## Material:
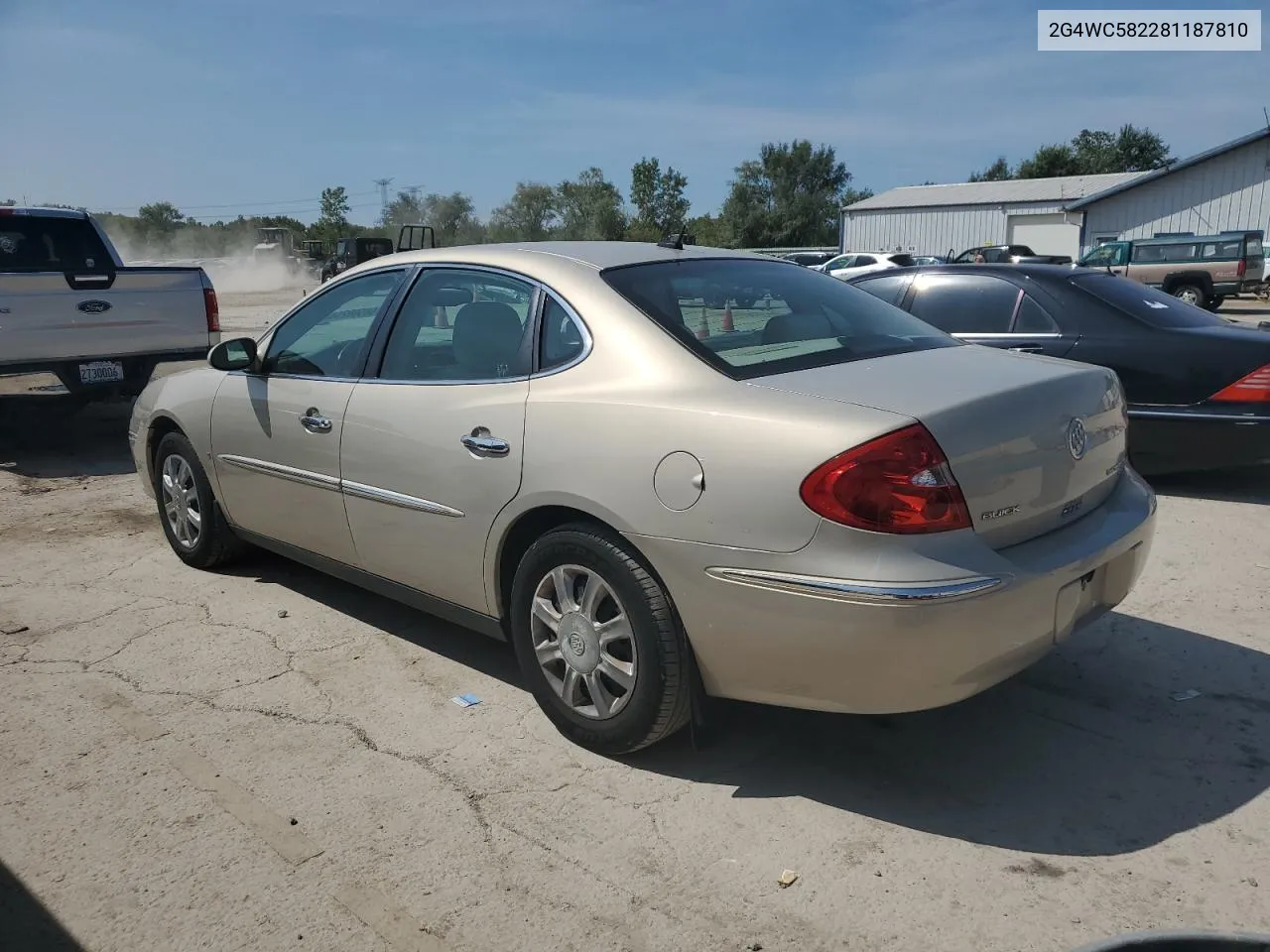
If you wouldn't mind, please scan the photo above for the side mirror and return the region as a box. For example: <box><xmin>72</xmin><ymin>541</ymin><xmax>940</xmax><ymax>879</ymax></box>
<box><xmin>207</xmin><ymin>337</ymin><xmax>258</xmax><ymax>371</ymax></box>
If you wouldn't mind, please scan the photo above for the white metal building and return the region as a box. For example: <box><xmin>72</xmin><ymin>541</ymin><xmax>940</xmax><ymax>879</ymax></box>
<box><xmin>839</xmin><ymin>128</ymin><xmax>1270</xmax><ymax>258</ymax></box>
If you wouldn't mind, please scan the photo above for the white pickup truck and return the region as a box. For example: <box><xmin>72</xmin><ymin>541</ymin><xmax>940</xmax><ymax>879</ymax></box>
<box><xmin>0</xmin><ymin>207</ymin><xmax>221</xmax><ymax>403</ymax></box>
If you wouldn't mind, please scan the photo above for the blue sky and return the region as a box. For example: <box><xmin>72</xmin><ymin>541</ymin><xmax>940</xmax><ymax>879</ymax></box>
<box><xmin>0</xmin><ymin>0</ymin><xmax>1270</xmax><ymax>222</ymax></box>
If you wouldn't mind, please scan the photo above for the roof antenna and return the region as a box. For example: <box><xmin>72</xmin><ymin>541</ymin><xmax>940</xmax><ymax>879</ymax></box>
<box><xmin>657</xmin><ymin>222</ymin><xmax>689</xmax><ymax>251</ymax></box>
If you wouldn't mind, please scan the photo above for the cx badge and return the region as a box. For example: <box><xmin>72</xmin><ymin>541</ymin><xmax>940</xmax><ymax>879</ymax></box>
<box><xmin>1067</xmin><ymin>416</ymin><xmax>1089</xmax><ymax>459</ymax></box>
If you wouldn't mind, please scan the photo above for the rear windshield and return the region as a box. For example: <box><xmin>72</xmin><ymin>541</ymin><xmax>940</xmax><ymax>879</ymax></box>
<box><xmin>602</xmin><ymin>258</ymin><xmax>961</xmax><ymax>380</ymax></box>
<box><xmin>0</xmin><ymin>213</ymin><xmax>114</xmax><ymax>272</ymax></box>
<box><xmin>1071</xmin><ymin>273</ymin><xmax>1226</xmax><ymax>327</ymax></box>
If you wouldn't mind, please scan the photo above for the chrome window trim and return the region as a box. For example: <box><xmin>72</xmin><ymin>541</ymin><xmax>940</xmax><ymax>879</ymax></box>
<box><xmin>225</xmin><ymin>371</ymin><xmax>363</xmax><ymax>384</ymax></box>
<box><xmin>357</xmin><ymin>373</ymin><xmax>530</xmax><ymax>387</ymax></box>
<box><xmin>216</xmin><ymin>453</ymin><xmax>339</xmax><ymax>493</ymax></box>
<box><xmin>952</xmin><ymin>330</ymin><xmax>1063</xmax><ymax>340</ymax></box>
<box><xmin>706</xmin><ymin>566</ymin><xmax>1006</xmax><ymax>606</ymax></box>
<box><xmin>340</xmin><ymin>480</ymin><xmax>463</xmax><ymax>520</ymax></box>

## Task statement:
Can you repeat all the rows above with every "scan" changed to "search", leaving everything else untouched and leaving out the pictures?

## Solution to this problem:
If you wouldn't mind, please search the photo above for the side mirror and return the region as a box. For example: <box><xmin>72</xmin><ymin>541</ymin><xmax>940</xmax><ymax>879</ymax></box>
<box><xmin>207</xmin><ymin>337</ymin><xmax>258</xmax><ymax>371</ymax></box>
If you wouldn't mind, please search the photo above for the white metal building and return the region as a box. For example: <box><xmin>72</xmin><ymin>541</ymin><xmax>940</xmax><ymax>879</ymax></box>
<box><xmin>839</xmin><ymin>128</ymin><xmax>1270</xmax><ymax>258</ymax></box>
If you wouldn't mind, please search the photo above for the white pickup truck and return the region as a box. For example: <box><xmin>72</xmin><ymin>541</ymin><xmax>940</xmax><ymax>879</ymax></box>
<box><xmin>0</xmin><ymin>207</ymin><xmax>221</xmax><ymax>403</ymax></box>
If you wouldn't mind, please search the photo above for the blue sky and return the region as a box. For example: <box><xmin>72</xmin><ymin>541</ymin><xmax>940</xmax><ymax>879</ymax></box>
<box><xmin>0</xmin><ymin>0</ymin><xmax>1270</xmax><ymax>222</ymax></box>
If you wouldn't mind, please search the photo above for the roof antenna and return the region as a box. For example: <box><xmin>72</xmin><ymin>541</ymin><xmax>940</xmax><ymax>879</ymax></box>
<box><xmin>657</xmin><ymin>222</ymin><xmax>689</xmax><ymax>251</ymax></box>
If you wouldn't mind, please search the photo above for the cx badge and return the region as a box. For example: <box><xmin>72</xmin><ymin>541</ymin><xmax>940</xmax><ymax>879</ymax></box>
<box><xmin>1067</xmin><ymin>416</ymin><xmax>1089</xmax><ymax>459</ymax></box>
If you wouldn't mind, please search the photo above for the rear windshield and return the region as a box. For example: <box><xmin>72</xmin><ymin>541</ymin><xmax>940</xmax><ymax>879</ymax></box>
<box><xmin>602</xmin><ymin>258</ymin><xmax>961</xmax><ymax>380</ymax></box>
<box><xmin>0</xmin><ymin>213</ymin><xmax>114</xmax><ymax>272</ymax></box>
<box><xmin>1071</xmin><ymin>273</ymin><xmax>1226</xmax><ymax>327</ymax></box>
If you wouldn't mind, please search the photo above for the chrome window trim and return the region as a box. For example: <box><xmin>72</xmin><ymin>541</ymin><xmax>940</xmax><ymax>879</ymax></box>
<box><xmin>225</xmin><ymin>371</ymin><xmax>363</xmax><ymax>384</ymax></box>
<box><xmin>357</xmin><ymin>373</ymin><xmax>530</xmax><ymax>387</ymax></box>
<box><xmin>216</xmin><ymin>453</ymin><xmax>339</xmax><ymax>493</ymax></box>
<box><xmin>952</xmin><ymin>330</ymin><xmax>1063</xmax><ymax>340</ymax></box>
<box><xmin>706</xmin><ymin>566</ymin><xmax>1006</xmax><ymax>606</ymax></box>
<box><xmin>340</xmin><ymin>480</ymin><xmax>463</xmax><ymax>520</ymax></box>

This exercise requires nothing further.